▶ [GIVEN DATA]
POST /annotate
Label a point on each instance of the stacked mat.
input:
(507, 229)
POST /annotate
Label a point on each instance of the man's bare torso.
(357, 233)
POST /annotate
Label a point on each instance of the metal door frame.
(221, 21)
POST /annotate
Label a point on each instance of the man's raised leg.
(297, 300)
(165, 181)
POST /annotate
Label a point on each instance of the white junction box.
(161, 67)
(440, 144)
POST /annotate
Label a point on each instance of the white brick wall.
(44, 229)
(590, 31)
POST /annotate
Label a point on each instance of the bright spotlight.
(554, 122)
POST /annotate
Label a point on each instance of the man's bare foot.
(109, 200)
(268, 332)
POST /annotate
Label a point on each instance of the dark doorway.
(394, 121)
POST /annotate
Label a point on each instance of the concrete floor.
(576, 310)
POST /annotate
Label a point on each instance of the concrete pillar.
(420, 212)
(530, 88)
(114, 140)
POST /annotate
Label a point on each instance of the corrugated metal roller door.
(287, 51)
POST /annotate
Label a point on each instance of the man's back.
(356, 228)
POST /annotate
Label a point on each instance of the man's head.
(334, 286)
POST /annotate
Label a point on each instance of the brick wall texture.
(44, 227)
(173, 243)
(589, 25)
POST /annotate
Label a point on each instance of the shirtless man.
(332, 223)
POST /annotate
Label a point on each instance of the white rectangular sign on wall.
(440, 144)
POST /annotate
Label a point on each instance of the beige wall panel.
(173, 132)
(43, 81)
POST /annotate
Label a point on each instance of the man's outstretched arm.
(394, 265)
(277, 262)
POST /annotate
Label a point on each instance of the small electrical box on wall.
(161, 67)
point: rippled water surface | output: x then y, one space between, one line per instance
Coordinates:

▶ [EXERCISE DESCRIPTION]
Return every line of the listing above word for word, without changing anything.

▶ [THE REPLY]
POST /annotate
Label a point on each instance of the stacked mat.
input:
(507, 229)
POST /annotate
Label a point on each instance of the man's bare torso.
(357, 233)
POST /annotate
Label a point on each instance of the metal door frame.
(221, 21)
POST /annotate
Label a point on each instance of the man's raised leg.
(297, 300)
(165, 181)
POST /annotate
Label a point on each instance of the white junction box.
(161, 67)
(440, 144)
POST /annotate
Label a point on each instance of the white brick wall.
(44, 229)
(590, 31)
POST /annotate
Label a point on each instance of the bright spotlight.
(554, 122)
POST /annotate
Label a point on each instance of the man's bare foot.
(109, 200)
(268, 332)
POST /annotate
Label a point on each instance of the dark doorway.
(394, 121)
POST /annotate
Label a point on each instance of the concrete floor.
(576, 310)
POST /annotate
Label a point on each instance of the concrete pillar.
(420, 212)
(530, 88)
(114, 140)
POST /annotate
Label a point on each instance of the corrugated metal roller door.
(287, 51)
POST /annotate
Label a point on each instance of the man's back.
(356, 228)
POST /annotate
Label a point on each instance of the man's head.
(334, 286)
POST /annotate
Label a point on each instance of the brick wall texture.
(44, 227)
(173, 243)
(589, 25)
POST /annotate
Label a point on each instance of the shirtless man.
(332, 223)
POST /annotate
Label a point on each instance of the white rectangular sign on wall.
(440, 144)
POST /annotate
Label a point on each instance of the beige wall panel.
(173, 132)
(43, 81)
POST /annotate
Label a point on each instance of the man's outstretched arm.
(394, 265)
(277, 262)
POST /annotate
Label a point on each instance of the small electrical box on wall.
(161, 67)
point: rippled water surface | output: x then y, one space between, one line per instance
Coordinates:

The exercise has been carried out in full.